Exercise details :: In the items from the line with "Query: **blurred background**" to the line with "POLYGON ((47 63, 39", swap "layout" for "format" and reproduce only those lines with nothing else altered.

Provided records ::
* START *

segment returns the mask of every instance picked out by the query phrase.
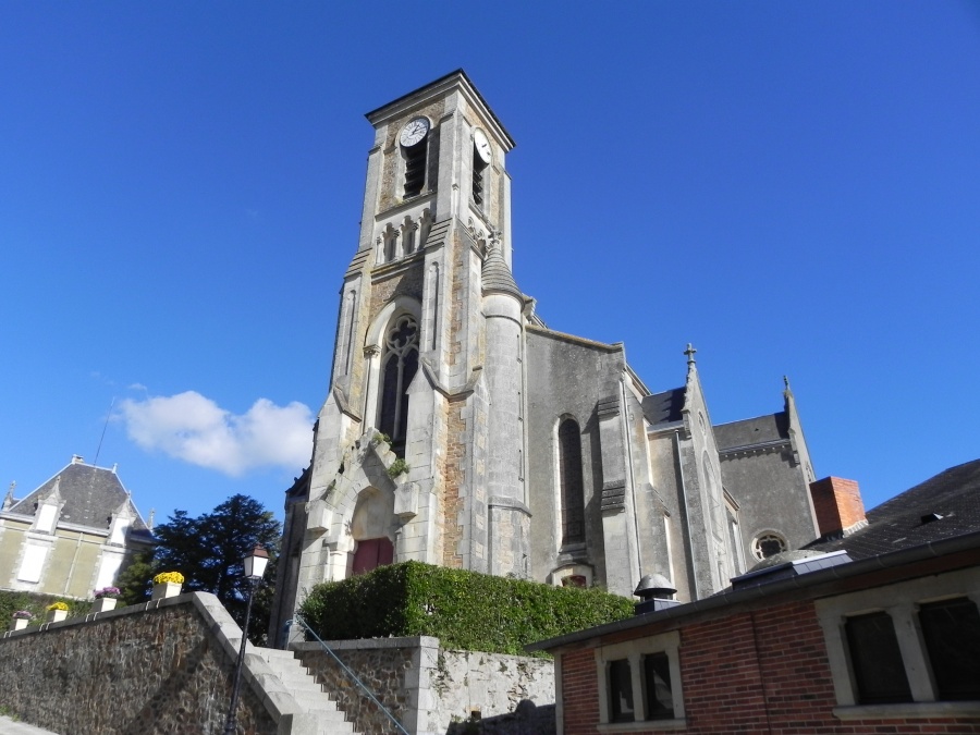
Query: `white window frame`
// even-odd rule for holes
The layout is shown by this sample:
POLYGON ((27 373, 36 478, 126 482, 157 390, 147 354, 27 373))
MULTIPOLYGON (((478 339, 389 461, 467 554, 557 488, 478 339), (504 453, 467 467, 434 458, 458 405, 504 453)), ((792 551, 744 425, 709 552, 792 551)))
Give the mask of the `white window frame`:
POLYGON ((980 607, 980 568, 950 572, 932 577, 817 600, 814 608, 826 644, 826 656, 834 683, 841 720, 908 716, 977 716, 980 701, 943 701, 936 698, 929 653, 919 627, 919 607, 966 597, 980 607), (886 612, 895 626, 898 650, 911 689, 912 701, 894 705, 859 705, 857 684, 850 665, 847 636, 848 617, 886 612))
POLYGON ((683 730, 687 727, 684 714, 684 693, 681 688, 681 633, 672 630, 657 636, 628 640, 613 646, 601 646, 596 649, 596 676, 599 683, 599 724, 600 733, 633 733, 651 730, 683 730), (674 716, 671 720, 647 720, 647 698, 644 687, 644 657, 650 653, 666 653, 671 666, 671 697, 674 702, 674 716), (629 661, 629 675, 633 682, 633 707, 636 712, 634 722, 610 722, 609 701, 609 664, 612 661, 626 659, 629 661))

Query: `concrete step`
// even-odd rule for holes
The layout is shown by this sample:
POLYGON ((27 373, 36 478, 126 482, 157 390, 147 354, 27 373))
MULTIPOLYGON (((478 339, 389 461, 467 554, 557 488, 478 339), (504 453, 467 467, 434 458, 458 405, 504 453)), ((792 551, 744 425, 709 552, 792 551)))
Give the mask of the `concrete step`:
POLYGON ((323 691, 315 676, 293 656, 292 651, 273 648, 255 648, 272 673, 282 682, 296 703, 308 714, 316 716, 318 735, 357 735, 354 723, 346 721, 336 701, 323 691))

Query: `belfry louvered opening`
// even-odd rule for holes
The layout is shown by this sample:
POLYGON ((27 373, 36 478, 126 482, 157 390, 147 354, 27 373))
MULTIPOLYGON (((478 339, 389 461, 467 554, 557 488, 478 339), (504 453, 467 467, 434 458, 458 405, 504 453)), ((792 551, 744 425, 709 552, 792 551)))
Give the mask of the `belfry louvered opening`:
POLYGON ((487 170, 487 163, 480 158, 476 145, 473 146, 473 201, 480 207, 483 206, 483 171, 487 170))
POLYGON ((422 138, 405 151, 405 198, 418 196, 426 185, 426 159, 429 144, 422 138))

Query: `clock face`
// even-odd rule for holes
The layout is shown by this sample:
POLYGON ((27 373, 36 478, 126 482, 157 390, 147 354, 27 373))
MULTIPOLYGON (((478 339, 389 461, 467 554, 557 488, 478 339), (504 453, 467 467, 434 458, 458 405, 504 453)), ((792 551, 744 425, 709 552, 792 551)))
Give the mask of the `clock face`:
POLYGON ((405 148, 411 148, 416 143, 426 137, 429 132, 429 121, 427 118, 414 118, 402 128, 399 135, 399 143, 405 148))
POLYGON ((475 130, 473 132, 473 144, 476 146, 477 155, 480 157, 480 160, 483 161, 483 163, 489 163, 493 149, 490 147, 490 142, 487 139, 487 135, 483 131, 475 130))

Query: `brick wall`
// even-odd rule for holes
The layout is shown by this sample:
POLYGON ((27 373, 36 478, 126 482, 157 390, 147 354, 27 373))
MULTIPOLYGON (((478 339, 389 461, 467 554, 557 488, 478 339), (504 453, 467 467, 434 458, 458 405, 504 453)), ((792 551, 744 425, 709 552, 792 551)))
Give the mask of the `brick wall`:
POLYGON ((854 480, 825 477, 810 483, 820 535, 846 531, 865 520, 865 503, 854 480))
MULTIPOLYGON (((679 656, 687 727, 671 732, 980 733, 980 718, 936 713, 835 718, 833 679, 812 602, 789 602, 687 625, 681 629, 679 656)), ((562 683, 564 735, 597 733, 599 683, 593 649, 562 656, 562 683)))

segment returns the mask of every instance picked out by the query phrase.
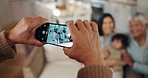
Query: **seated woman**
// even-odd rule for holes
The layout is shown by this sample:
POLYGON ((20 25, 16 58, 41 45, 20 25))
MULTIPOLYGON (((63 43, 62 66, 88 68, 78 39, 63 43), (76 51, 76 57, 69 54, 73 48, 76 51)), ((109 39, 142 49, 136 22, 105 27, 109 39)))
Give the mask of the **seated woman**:
MULTIPOLYGON (((130 46, 128 54, 134 62, 126 68, 126 78, 148 78, 148 32, 147 20, 142 14, 134 15, 129 21, 130 46)), ((129 59, 130 60, 130 59, 129 59)))
POLYGON ((113 69, 113 78, 123 77, 123 66, 128 64, 126 48, 129 46, 128 36, 116 34, 111 39, 111 44, 102 52, 105 63, 113 69))
POLYGON ((98 22, 101 48, 110 44, 112 33, 114 32, 115 21, 111 14, 104 13, 98 22))

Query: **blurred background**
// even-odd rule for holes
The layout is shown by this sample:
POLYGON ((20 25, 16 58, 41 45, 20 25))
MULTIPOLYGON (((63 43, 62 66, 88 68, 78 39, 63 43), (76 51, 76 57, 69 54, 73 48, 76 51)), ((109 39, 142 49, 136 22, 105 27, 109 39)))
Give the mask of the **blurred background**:
MULTIPOLYGON (((110 13, 115 20, 114 31, 126 33, 129 19, 136 12, 144 14, 148 20, 148 0, 0 0, 0 31, 10 30, 21 18, 31 15, 65 24, 77 19, 98 23, 102 14, 110 13)), ((0 78, 76 78, 83 65, 70 60, 61 51, 62 48, 52 45, 40 49, 19 44, 17 57, 0 64, 0 78), (37 60, 32 61, 33 58, 37 60)))

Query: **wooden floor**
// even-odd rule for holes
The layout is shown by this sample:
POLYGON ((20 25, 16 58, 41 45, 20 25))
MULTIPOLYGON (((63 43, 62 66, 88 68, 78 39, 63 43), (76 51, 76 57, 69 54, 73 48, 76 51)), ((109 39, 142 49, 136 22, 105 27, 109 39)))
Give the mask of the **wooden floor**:
POLYGON ((22 68, 26 54, 21 48, 17 49, 14 59, 0 63, 0 78, 23 78, 22 68))

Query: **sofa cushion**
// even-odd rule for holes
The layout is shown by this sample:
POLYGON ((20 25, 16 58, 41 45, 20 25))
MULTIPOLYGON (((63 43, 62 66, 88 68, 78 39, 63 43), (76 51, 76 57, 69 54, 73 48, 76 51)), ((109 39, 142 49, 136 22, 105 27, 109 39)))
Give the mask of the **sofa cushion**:
POLYGON ((47 63, 39 78, 76 78, 83 64, 75 60, 47 63))

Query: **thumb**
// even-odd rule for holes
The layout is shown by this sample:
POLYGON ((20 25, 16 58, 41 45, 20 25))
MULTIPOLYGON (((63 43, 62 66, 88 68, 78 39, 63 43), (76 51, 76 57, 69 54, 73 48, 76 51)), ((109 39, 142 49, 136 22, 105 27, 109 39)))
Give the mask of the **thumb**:
POLYGON ((65 55, 70 55, 70 49, 69 48, 63 48, 65 55))
POLYGON ((41 43, 38 40, 33 40, 33 45, 38 46, 38 47, 42 47, 44 45, 44 43, 41 43))

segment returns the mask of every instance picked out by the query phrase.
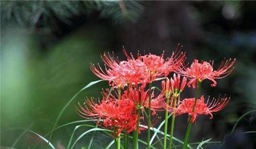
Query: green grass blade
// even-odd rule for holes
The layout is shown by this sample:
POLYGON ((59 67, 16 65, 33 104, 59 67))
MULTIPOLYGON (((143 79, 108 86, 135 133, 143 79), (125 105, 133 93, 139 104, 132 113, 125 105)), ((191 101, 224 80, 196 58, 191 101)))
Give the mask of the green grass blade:
MULTIPOLYGON (((172 116, 172 115, 170 115, 170 114, 169 116, 168 116, 168 118, 169 118, 170 117, 170 116, 172 116)), ((151 140, 150 140, 150 143, 151 145, 153 142, 154 139, 155 139, 155 138, 156 137, 156 135, 157 135, 157 133, 158 133, 158 131, 160 130, 160 129, 161 129, 161 128, 164 125, 164 122, 165 122, 165 120, 163 120, 163 121, 162 121, 162 122, 161 122, 161 123, 159 125, 159 126, 158 126, 158 128, 157 128, 157 129, 156 130, 156 131, 154 133, 154 135, 152 136, 152 138, 151 138, 151 140)))
MULTIPOLYGON (((147 128, 147 126, 144 126, 144 125, 140 125, 140 127, 144 127, 144 128, 147 128)), ((157 131, 157 129, 155 128, 154 128, 154 127, 152 127, 152 128, 150 128, 150 130, 154 131, 154 132, 156 132, 157 131, 157 133, 159 133, 161 135, 164 135, 164 133, 161 131, 160 131, 160 130, 158 130, 157 131)), ((169 134, 167 134, 167 137, 169 137, 170 135, 169 134)), ((175 137, 173 137, 173 139, 174 139, 174 140, 177 141, 178 142, 181 143, 181 144, 183 144, 184 142, 183 141, 181 141, 181 140, 175 137)), ((187 147, 188 147, 188 148, 191 148, 191 149, 193 149, 192 147, 191 147, 191 146, 190 146, 189 145, 187 145, 187 147)))
POLYGON ((52 145, 52 144, 49 141, 48 141, 47 139, 46 139, 43 136, 41 136, 40 135, 38 134, 38 133, 36 133, 36 132, 34 132, 34 131, 32 131, 31 130, 29 130, 29 129, 25 129, 25 128, 12 128, 11 129, 9 129, 9 130, 15 130, 15 129, 24 130, 27 131, 27 132, 30 132, 30 133, 33 134, 34 135, 36 135, 38 137, 39 137, 40 138, 41 138, 42 140, 43 140, 44 141, 45 141, 46 143, 47 143, 50 145, 50 146, 51 146, 51 147, 52 147, 53 149, 55 148, 54 147, 54 146, 52 145))
MULTIPOLYGON (((95 126, 95 128, 98 128, 98 126, 97 125, 95 126)), ((94 136, 93 136, 91 139, 91 140, 90 140, 89 145, 88 145, 88 147, 87 147, 87 149, 90 149, 90 148, 91 148, 91 146, 92 146, 92 144, 93 143, 94 138, 94 136)))
POLYGON ((93 125, 78 125, 77 126, 75 127, 75 129, 74 129, 74 131, 73 131, 72 134, 71 135, 71 136, 70 137, 70 139, 69 139, 69 144, 68 144, 68 147, 67 147, 67 149, 69 148, 69 147, 70 146, 70 145, 71 144, 71 142, 72 141, 73 137, 74 137, 74 135, 75 134, 75 131, 80 127, 82 127, 82 126, 87 126, 87 127, 93 127, 93 128, 95 128, 96 127, 93 125))
POLYGON ((209 138, 209 139, 208 140, 206 140, 205 141, 202 141, 202 142, 201 142, 199 144, 198 144, 198 146, 197 146, 197 149, 203 149, 203 147, 202 147, 202 146, 205 143, 207 142, 209 142, 210 140, 211 139, 211 138, 209 138))
MULTIPOLYGON (((53 134, 53 132, 54 130, 54 129, 55 128, 56 126, 57 126, 57 123, 58 123, 58 122, 59 121, 59 119, 60 119, 60 117, 61 117, 61 116, 63 114, 63 113, 64 112, 64 111, 65 111, 66 109, 68 107, 68 106, 70 104, 70 103, 71 103, 71 102, 75 99, 75 98, 80 93, 80 92, 81 92, 82 91, 86 89, 87 88, 90 87, 90 86, 93 85, 95 85, 95 84, 96 84, 97 83, 100 82, 102 82, 103 81, 104 81, 103 80, 98 80, 98 81, 93 81, 93 82, 92 82, 91 83, 90 83, 89 84, 88 84, 87 86, 86 86, 84 87, 83 87, 82 89, 81 89, 80 91, 79 91, 68 102, 68 103, 65 105, 65 106, 64 106, 64 107, 63 107, 63 108, 61 109, 61 110, 60 111, 60 112, 59 112, 59 113, 58 114, 58 116, 57 117, 57 118, 56 119, 56 121, 55 121, 55 122, 54 123, 54 125, 53 126, 53 128, 52 130, 52 131, 51 132, 51 134, 50 135, 50 138, 49 138, 49 141, 51 141, 51 139, 52 139, 52 134, 53 134)), ((47 146, 47 148, 48 148, 48 146, 47 146)))
POLYGON ((89 130, 87 131, 86 132, 83 133, 81 134, 78 138, 76 139, 76 140, 75 141, 74 143, 73 144, 72 146, 71 146, 71 148, 73 148, 74 146, 75 146, 75 144, 77 141, 78 141, 82 137, 83 137, 84 136, 85 136, 86 134, 88 133, 91 132, 93 132, 93 131, 105 131, 105 132, 111 132, 111 130, 107 130, 107 129, 101 129, 101 128, 93 128, 90 130, 89 130))
POLYGON ((115 140, 113 140, 112 141, 111 141, 111 142, 110 142, 109 145, 106 146, 106 149, 109 149, 110 148, 110 147, 111 147, 111 146, 114 144, 114 143, 115 143, 115 140))
POLYGON ((156 86, 153 86, 152 88, 151 88, 151 89, 157 89, 158 90, 160 91, 161 91, 162 90, 159 88, 158 87, 156 87, 156 86))
MULTIPOLYGON (((19 140, 19 139, 20 139, 20 138, 23 136, 23 135, 24 135, 24 134, 28 131, 28 129, 29 129, 30 128, 31 128, 33 126, 34 126, 36 123, 38 122, 39 121, 47 121, 47 122, 49 122, 48 119, 40 119, 35 120, 35 121, 34 121, 32 123, 31 123, 29 125, 29 126, 22 134, 20 134, 20 135, 18 137, 18 138, 16 139, 16 140, 14 141, 14 142, 12 144, 11 147, 14 148, 15 147, 15 146, 16 145, 16 144, 17 144, 17 143, 18 142, 18 141, 19 140)), ((51 123, 51 122, 49 122, 51 123)))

* END *

Full answer ::
Query: **blurred background**
// even-odd rule for holes
The format is shown by this sample:
POLYGON ((20 25, 16 58, 41 45, 20 25))
MULTIPOLYGON (((63 43, 62 66, 88 68, 78 39, 63 43), (76 51, 76 57, 69 54, 73 48, 76 51)), ((109 39, 142 49, 136 22, 105 27, 109 39)))
Give the mask of the **blurred background**:
MULTIPOLYGON (((110 13, 115 20, 114 31, 126 33, 129 19, 136 12, 144 14, 148 20, 148 0, 0 0, 0 31, 10 30, 21 18, 31 15, 65 24, 77 19, 98 23, 102 14, 110 13)), ((0 78, 76 78, 83 65, 70 60, 61 51, 62 48, 52 45, 40 49, 19 44, 17 57, 0 64, 0 78), (37 60, 32 61, 33 58, 37 60)))

Query: **wooden floor**
// even-odd rule for holes
The format is shown by this sample:
POLYGON ((20 25, 16 58, 41 45, 20 25))
MULTIPOLYGON (((63 43, 62 66, 88 68, 78 39, 63 43), (76 51, 76 57, 69 54, 73 48, 76 51)), ((109 39, 142 49, 136 22, 105 27, 109 39)))
Give the mask of the **wooden floor**:
POLYGON ((22 68, 26 54, 21 48, 17 49, 14 59, 0 63, 0 78, 23 78, 22 68))

Query: **sofa cushion**
// even-odd rule for holes
The format is shown by this sample:
POLYGON ((20 25, 16 58, 41 45, 20 25))
MULTIPOLYGON (((63 43, 62 66, 88 68, 78 39, 63 43), (76 51, 76 57, 69 54, 73 48, 76 51)), ((109 39, 142 49, 136 22, 105 27, 109 39)))
Give the mask of the **sofa cushion**:
POLYGON ((47 63, 39 78, 76 78, 83 64, 75 60, 47 63))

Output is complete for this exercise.